-------- DATASET ROWS --------

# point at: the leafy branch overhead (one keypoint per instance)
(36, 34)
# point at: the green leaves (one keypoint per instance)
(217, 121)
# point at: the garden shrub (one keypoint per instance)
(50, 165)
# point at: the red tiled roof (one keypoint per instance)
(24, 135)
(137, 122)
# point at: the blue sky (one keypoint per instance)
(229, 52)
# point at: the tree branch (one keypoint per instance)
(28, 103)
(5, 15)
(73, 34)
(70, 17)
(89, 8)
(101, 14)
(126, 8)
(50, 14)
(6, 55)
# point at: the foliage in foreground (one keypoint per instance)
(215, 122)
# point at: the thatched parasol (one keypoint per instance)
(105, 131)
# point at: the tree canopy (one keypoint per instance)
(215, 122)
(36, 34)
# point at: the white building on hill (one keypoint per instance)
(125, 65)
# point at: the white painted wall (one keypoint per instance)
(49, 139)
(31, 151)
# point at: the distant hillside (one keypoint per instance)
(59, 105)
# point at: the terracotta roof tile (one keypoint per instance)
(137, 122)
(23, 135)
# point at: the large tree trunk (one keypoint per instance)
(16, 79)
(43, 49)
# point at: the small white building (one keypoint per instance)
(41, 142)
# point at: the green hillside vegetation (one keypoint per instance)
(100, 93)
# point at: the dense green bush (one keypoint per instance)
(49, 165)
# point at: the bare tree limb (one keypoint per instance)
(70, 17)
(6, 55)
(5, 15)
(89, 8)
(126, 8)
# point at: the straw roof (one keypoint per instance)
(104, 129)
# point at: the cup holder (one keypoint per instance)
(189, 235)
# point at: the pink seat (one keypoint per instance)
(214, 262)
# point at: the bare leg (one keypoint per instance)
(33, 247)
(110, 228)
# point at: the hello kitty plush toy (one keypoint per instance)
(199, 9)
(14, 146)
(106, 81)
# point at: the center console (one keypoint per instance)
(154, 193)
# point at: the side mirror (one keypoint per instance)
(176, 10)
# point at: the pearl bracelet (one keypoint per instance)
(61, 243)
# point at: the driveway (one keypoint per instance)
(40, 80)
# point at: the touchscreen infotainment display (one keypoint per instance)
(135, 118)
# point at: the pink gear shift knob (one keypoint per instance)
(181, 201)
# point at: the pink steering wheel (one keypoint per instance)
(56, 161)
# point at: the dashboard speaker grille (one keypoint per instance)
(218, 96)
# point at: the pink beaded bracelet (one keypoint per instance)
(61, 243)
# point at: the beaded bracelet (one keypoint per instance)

--------

Please copy every line of the records above, word for word, including the points.

▸ **THE OUTPUT**:
# point at: the leafy branch overhead (one keypoint per instance)
(36, 34)
# point at: the green leaves (one keypoint per instance)
(217, 121)
# point at: the garden shrub (one keypoint per instance)
(50, 165)
# point at: the red tiled roof (one keypoint per instance)
(24, 135)
(137, 122)
# point at: the blue sky (one keypoint per instance)
(229, 52)
# point at: the tree branch (one keypoint per instance)
(28, 103)
(5, 15)
(73, 34)
(70, 17)
(89, 8)
(101, 14)
(126, 8)
(50, 14)
(6, 55)
# point at: the foliage in foreground (one keypoint per instance)
(215, 122)
# point at: the thatched parasol (one keypoint per instance)
(105, 131)
# point at: the tree canopy (one keypoint per instance)
(215, 122)
(36, 34)
# point at: the white building on hill (one keypoint per instance)
(125, 65)
# point at: the white painted wall (one keypoint per instance)
(49, 139)
(31, 151)
# point at: the distant hillside (one keypoint per instance)
(59, 105)
# point at: the terracotta roof tile (one keypoint per instance)
(137, 122)
(23, 135)
# point at: the large tree trunk (one keypoint per instance)
(16, 79)
(43, 49)
# point at: the small white building (one keypoint per instance)
(41, 142)
# point at: the green hillside vegetation (one keypoint per instance)
(100, 93)
# point at: the dense green bush (one keypoint per instance)
(49, 165)
# point at: the bare tree limb (one keypoint per instance)
(70, 17)
(6, 55)
(5, 15)
(89, 8)
(126, 8)
# point at: the straw roof (one keypoint per instance)
(104, 129)
# point at: the cup holder (one keypoint per instance)
(189, 235)
# point at: the pink seat (one keypoint per instance)
(214, 262)
# point at: the bare leg (one keypoint per instance)
(33, 247)
(110, 228)
# point at: the hello kitty plush toy (one keypoint per instance)
(199, 9)
(14, 146)
(106, 81)
# point at: the center console (one keypoint per instance)
(154, 193)
# point at: the side mirror (one keypoint per instance)
(176, 10)
# point at: the pearl bracelet (one keypoint per instance)
(61, 243)
# point at: the driveway (one keypoint per instance)
(40, 80)
# point at: the touchscreen infotainment display (one keypoint per instance)
(135, 118)
# point at: the pink gear shift knob (one keypoint per instance)
(181, 201)
# point at: the pink steering wheel (one keypoint per instance)
(56, 161)
# point at: the dashboard speaker grille (one keypoint per instance)
(218, 96)
# point at: the pink beaded bracelet (one keypoint per instance)
(61, 243)
# point at: the beaded bracelet (one keypoint per instance)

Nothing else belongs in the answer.